Detailed Description

The overall aim of this approach is to provide clues on how linguistic processes relate to mechanisms which integrate the process of perception of visual scenes and production of utterances. As an initial effort to do this, a preliminary sketch of #SemRep (Semantic Representation) and #Template Construction Grammar (TCG) has been proposed (Arbib & Lee, 2007, 2008). A series of #Eye-tracking Experiments have been designed and conducted in a hope to explore possible explanations and solutions to the linking of visual perception and utterance production. #Extension of TCG section describes how TCG can be used for explaining the claim suggested from the experiment results.

SemRep (Semantic Representation)

DATASET ENTRIES ▸

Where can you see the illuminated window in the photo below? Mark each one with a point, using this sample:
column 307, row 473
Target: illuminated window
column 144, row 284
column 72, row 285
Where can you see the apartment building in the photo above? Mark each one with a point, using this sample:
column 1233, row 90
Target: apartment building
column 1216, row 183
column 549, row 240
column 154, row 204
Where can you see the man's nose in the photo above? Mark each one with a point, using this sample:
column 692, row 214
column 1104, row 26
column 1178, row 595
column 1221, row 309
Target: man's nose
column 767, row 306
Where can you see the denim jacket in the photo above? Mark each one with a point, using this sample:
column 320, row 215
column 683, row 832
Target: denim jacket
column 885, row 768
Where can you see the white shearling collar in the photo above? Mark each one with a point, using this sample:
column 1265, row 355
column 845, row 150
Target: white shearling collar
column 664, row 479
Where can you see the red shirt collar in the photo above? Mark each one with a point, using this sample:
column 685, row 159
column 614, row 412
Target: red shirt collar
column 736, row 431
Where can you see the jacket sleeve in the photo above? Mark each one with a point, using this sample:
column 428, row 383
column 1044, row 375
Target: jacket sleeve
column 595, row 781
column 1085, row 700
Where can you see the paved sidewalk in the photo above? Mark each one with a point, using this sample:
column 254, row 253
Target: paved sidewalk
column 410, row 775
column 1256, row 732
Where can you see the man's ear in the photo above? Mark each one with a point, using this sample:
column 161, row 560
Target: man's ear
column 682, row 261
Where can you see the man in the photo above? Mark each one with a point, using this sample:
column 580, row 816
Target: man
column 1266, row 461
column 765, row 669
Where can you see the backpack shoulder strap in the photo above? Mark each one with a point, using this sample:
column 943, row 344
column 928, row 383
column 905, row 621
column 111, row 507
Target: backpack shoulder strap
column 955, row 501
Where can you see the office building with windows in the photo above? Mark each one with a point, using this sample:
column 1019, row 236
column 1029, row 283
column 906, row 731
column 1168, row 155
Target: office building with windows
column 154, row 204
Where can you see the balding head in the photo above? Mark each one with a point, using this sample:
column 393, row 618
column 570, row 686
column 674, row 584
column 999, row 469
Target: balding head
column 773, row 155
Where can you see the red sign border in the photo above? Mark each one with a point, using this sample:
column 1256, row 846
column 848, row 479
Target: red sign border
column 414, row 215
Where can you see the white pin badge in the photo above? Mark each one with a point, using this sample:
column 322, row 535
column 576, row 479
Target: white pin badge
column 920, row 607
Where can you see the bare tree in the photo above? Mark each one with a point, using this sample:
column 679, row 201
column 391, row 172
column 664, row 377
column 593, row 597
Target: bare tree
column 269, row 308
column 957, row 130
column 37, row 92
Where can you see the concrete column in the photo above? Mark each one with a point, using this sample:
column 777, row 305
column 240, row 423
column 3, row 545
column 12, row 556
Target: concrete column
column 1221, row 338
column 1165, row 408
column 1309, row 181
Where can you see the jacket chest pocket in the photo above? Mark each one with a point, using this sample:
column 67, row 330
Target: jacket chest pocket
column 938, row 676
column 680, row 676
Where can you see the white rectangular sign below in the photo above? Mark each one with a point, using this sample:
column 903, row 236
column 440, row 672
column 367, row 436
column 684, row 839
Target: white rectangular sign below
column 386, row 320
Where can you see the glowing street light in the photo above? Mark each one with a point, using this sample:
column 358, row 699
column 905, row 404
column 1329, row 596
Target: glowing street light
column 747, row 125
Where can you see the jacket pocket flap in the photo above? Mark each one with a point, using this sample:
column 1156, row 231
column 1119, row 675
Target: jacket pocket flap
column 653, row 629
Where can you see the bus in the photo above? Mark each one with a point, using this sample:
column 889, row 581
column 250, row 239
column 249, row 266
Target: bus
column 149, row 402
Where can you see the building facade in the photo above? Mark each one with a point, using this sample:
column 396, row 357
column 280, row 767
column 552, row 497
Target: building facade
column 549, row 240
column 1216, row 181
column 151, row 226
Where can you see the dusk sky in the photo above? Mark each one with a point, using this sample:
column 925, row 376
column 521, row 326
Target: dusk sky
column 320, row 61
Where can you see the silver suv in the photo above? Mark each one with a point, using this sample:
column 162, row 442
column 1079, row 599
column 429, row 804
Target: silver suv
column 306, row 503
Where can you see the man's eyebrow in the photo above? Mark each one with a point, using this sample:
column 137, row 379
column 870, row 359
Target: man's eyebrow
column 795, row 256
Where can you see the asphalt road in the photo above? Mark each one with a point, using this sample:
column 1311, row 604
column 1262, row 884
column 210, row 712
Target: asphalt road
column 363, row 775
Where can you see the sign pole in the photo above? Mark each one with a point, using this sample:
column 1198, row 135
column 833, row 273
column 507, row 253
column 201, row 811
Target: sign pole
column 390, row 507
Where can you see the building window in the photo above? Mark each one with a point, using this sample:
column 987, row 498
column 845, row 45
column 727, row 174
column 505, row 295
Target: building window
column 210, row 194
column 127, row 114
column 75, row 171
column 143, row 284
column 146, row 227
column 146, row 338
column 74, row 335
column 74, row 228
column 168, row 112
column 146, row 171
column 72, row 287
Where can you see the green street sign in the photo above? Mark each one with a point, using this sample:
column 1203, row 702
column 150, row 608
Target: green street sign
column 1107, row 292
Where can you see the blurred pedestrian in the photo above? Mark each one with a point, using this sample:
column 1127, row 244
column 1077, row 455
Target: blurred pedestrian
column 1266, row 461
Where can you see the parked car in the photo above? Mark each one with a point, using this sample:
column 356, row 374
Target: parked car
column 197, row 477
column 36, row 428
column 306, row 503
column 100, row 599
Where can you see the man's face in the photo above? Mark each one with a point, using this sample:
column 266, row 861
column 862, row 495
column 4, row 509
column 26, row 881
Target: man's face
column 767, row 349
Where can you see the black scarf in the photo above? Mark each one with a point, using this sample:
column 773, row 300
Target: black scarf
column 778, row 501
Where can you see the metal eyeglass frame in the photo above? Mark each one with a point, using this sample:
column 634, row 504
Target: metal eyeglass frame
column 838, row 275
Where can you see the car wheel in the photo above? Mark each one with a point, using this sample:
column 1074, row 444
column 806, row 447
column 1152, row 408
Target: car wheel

BRIEF 1 ▸
Answer these questions from the detailed description, one line each, marked (a), (b) and (c):
(a) What does the abbreviation SemRep stand for?
(b) Which works are cited for proposing the preliminary sketch of SemRep and Template Construction Grammar?
(c) What does the section on the extension of TCG describe?
BRIEF 2 ▸
Render this sentence from the detailed description in Spanish: "The overall aim of this approach is to provide clues on how linguistic processes relate to mechanisms which integrate the process of perception of visual scenes and production of utterances."
BRIEF 3 ▸
Write the paragraph that comes next in the detailed description of linking visual perception with utterance production. Begin it under the final heading, SemRep (Semantic Representation).

TASK RESPONSE 1 ▸
(a) Semantic Representation
(b) Arbib & Lee, 2007, 2008
(c) How TCG can be used to explain the claim suggested by the experiment results

TASK RESPONSE 2 ▸
El objetivo general de este enfoque es proporcionar pistas sobre cómo los procesos lingüísticos se relacionan con los mecanismos que integran el proceso de percepción de escenas visuales y de producción de enunciados.

TASK RESPONSE 3 ▸
SemRep (Semantic Representation) is a hierarchical graph-like representation of conceptual schemas, which is posited as a bridge between the language and vision systems. SemRep is generally in registration with a mental image or a scene (as a 2.5-D sketch) and possibly extended to an episodic description which spans a certain time period. SemRep also needs to be compact enough to be easily transformed into the verbal expression. SemRep is basically proposed to be anchored to an image as an abstraction from the schema assemblages generated from that image but with the crucial addition of actions and events extended in time. Due to the abstract nature of such a representation, SemRep may be viewed as an interpretation of the scene, rather than a snapshot, as it is unlikely to capture all the subtle details of objects and events present in the scene. SemRep encodes only cognitively important events or objects that are estimated to be relevant to the current interests or conditions. Even for the same scene, therefore, SemRep may result in a different graph at each moment, by capturing different aspects of the scene according to the given goals and biases (e.g. from the event described in the below figure, one might focus on the woman’s hitting the man whereas the other focuses on her prettiness and the gaudy color of her dress).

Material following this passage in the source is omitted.